▶ WORK INSTRUCTIONS
Pick out and copy each line of the records that contains the string "right". Case counts.

── EXTRACTED ENTRIES

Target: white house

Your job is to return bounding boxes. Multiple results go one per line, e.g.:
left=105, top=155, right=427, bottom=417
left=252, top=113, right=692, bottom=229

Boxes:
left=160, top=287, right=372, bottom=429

────

▶ EXERCISE ANSWER
left=105, top=155, right=427, bottom=417
left=252, top=113, right=692, bottom=229
left=160, top=287, right=372, bottom=429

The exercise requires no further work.